| Descripción del ejercicio |
Reescala los registros: copia otra vez todas sus líneas, sin saltarte ninguna, y multiplica por 0,7 cada coordenada de las respuestas. Redondea al número entero más cercano y sube las mitades.
==== Extractos de datos
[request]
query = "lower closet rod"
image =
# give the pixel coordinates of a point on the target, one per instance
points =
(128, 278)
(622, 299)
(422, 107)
========
| Respuesta completa |
[request]
query = "lower closet rod"
image =
# give the pixel coordinates of a point on the target, one per instance
points =
(90, 195)
(435, 209)
(295, 75)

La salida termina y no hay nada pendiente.